Saturday, July 28, 2012

The Last-20-Pounds Campaign Continues

Okay, it's two weeks later and things are getting better. I'm no longer indulging in all the foods I crave. Following the "brownie incident" there was a withdrawal period, of course, as there always is with addictive substances.  But I'm pretty much back on track again, although I'm still sitting at a balance point with my weight.

What to do? It seems that every time I try to reduce caloric intake, I get hungry.  Is that a bad thing? Maybe not. I guess I could try to just live with it for a short amount of time.  Or I could try eating a small amount of something.  That strategy doesn't usually work for too long, though.  Maybe I need to eat more protein.  I should try eating a more highly protein snack at mid-morning and mid-afternoon.  I'll look into that.  I've noticed that eating three slices of lunch meat instead of two helps me get through the afternoon better, so maybe eating cottage cheese instead of peanut butter would work better at mid-morning.

**Listed entries:**
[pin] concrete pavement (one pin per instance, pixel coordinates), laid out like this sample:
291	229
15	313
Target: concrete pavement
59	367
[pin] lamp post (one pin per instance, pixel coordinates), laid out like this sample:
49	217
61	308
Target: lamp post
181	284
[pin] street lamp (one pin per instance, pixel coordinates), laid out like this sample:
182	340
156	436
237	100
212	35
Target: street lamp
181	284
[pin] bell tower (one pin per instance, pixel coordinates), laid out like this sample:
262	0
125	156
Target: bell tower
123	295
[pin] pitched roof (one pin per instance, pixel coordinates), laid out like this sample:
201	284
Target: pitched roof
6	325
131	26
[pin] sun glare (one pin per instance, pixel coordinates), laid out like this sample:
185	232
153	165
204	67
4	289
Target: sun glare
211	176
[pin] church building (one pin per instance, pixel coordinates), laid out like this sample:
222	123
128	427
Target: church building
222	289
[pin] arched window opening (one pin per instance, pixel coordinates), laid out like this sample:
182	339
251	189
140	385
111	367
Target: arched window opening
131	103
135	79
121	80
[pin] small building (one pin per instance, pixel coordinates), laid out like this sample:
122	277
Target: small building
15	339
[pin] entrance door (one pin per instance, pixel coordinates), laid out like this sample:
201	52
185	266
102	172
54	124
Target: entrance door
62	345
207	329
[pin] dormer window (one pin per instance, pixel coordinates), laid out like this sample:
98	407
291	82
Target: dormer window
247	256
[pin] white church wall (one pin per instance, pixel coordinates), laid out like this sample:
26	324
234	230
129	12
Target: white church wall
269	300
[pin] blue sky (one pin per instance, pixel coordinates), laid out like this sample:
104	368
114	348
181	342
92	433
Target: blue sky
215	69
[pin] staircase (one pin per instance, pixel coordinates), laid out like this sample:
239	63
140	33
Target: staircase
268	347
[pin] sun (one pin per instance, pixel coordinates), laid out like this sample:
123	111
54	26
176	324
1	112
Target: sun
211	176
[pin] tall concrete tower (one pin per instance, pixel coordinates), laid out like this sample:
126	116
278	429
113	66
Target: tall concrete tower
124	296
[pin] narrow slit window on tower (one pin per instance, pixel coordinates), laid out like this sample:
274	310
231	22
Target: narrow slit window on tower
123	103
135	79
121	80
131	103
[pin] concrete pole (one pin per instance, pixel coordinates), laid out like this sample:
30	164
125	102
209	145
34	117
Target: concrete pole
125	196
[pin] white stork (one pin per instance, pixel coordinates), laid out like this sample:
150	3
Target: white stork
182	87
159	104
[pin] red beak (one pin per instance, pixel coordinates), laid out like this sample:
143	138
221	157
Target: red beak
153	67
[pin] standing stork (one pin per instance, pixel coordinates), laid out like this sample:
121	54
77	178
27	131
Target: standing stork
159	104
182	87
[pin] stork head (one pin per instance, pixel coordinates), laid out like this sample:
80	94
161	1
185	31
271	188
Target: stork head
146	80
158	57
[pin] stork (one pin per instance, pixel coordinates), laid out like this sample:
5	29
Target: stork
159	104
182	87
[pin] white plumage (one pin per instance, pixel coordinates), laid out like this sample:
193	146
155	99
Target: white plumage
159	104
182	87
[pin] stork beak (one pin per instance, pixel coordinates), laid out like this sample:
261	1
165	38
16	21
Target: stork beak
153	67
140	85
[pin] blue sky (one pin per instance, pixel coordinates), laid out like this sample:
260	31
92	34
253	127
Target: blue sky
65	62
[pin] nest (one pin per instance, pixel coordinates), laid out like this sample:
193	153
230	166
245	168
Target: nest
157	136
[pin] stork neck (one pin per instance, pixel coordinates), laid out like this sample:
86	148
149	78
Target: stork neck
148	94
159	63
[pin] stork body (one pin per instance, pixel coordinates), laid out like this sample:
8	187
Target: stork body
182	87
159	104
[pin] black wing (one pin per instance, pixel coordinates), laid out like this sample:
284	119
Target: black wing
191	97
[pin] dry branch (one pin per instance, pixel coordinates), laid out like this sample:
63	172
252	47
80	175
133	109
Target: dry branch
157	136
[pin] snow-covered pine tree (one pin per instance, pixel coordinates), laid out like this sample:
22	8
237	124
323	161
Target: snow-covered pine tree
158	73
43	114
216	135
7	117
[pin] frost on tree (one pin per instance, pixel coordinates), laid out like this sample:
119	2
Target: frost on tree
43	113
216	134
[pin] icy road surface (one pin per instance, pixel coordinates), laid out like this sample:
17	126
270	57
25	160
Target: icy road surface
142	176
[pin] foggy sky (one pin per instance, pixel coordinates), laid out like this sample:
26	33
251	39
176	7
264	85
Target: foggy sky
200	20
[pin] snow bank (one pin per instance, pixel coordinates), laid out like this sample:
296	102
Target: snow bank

**Problems to solve:**
[1] In the weight-loss post, condense the paragraph that begins "What to do?" into a short bulleted list that keeps its main points.
[2] List every specific food named in the weight-loss post.

**Answers by item number:**
[1]
- Cutting calories makes the writer hungry, which may not be a bad thing.
- Options considered: living with the hunger for a short time, or eating a small amount of something. The second rarely works for long.
- The writer plans to try more protein, with a higher-protein snack at mid-morning and mid-afternoon.
- Three slices of lunch meat instead of two already helps in the afternoon.
- So cottage cheese might work better than peanut butter at mid-morning.

[2]
- Brownie
- Lunch meat
- Cottage cheese
- Peanut butter